- _What is being asked_
Please count the lines in the entries below that contain the word "island", matching case exactly, and reply with only that number.

- _Extracted records_

——

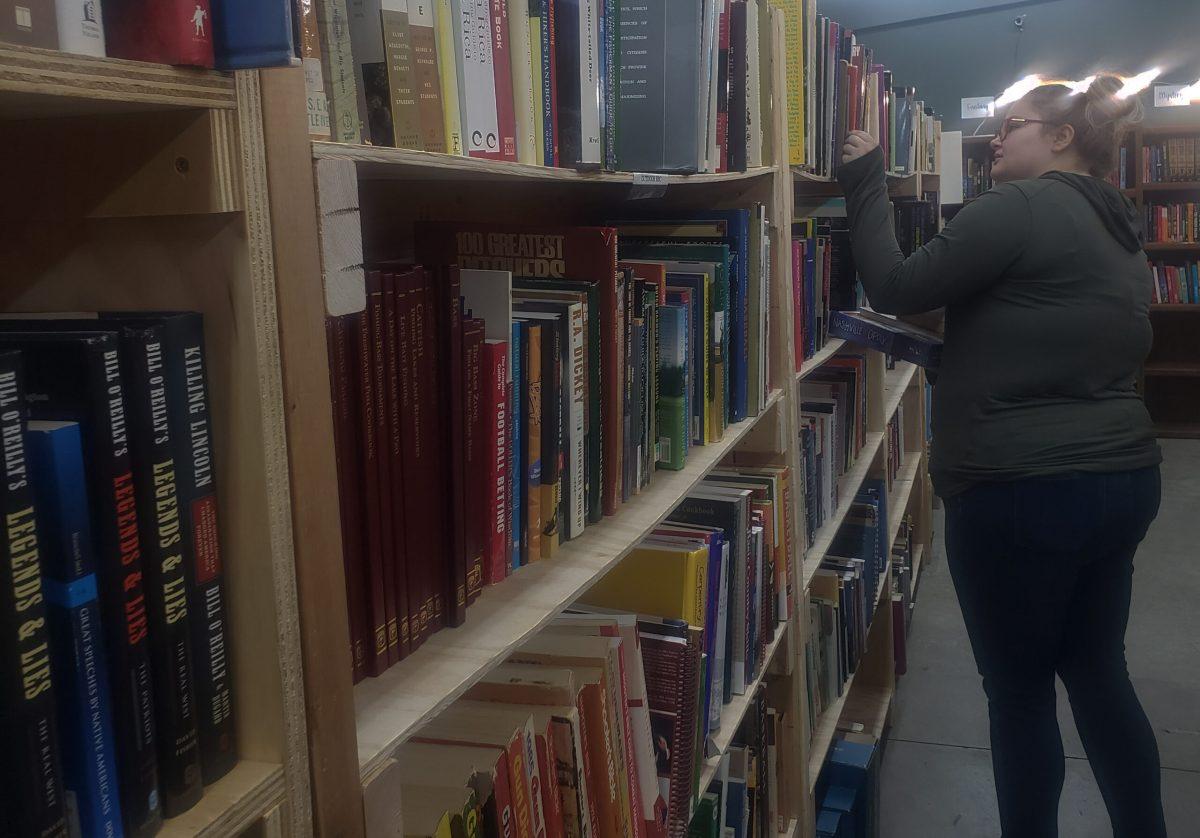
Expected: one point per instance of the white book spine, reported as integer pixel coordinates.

——

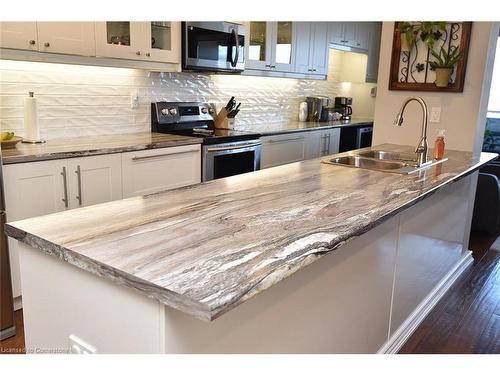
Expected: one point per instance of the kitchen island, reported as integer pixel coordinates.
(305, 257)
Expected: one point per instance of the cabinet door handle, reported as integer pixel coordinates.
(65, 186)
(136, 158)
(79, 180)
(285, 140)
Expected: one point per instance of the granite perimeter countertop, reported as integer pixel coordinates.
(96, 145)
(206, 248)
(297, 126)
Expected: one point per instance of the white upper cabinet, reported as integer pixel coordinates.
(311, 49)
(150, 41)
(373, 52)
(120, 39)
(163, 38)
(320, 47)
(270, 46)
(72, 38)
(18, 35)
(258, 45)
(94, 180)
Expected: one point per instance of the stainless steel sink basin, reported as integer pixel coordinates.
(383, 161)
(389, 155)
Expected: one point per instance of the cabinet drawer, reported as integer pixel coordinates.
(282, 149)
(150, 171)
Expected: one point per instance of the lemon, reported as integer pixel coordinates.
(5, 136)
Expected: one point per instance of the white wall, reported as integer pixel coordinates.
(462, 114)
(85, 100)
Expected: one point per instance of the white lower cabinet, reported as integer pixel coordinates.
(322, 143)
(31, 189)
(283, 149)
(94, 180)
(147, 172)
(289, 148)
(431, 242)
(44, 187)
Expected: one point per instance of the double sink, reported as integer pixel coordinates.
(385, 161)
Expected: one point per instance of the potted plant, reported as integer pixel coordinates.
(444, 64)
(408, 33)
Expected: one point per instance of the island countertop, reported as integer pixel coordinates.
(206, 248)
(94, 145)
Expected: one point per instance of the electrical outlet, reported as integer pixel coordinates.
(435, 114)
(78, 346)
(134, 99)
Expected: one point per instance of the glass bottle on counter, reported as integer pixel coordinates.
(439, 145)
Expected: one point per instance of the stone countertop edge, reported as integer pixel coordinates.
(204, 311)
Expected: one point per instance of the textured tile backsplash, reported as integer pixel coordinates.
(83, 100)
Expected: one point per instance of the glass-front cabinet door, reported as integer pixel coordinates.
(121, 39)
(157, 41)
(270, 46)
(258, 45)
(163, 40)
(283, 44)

——

- _Exercise response_
2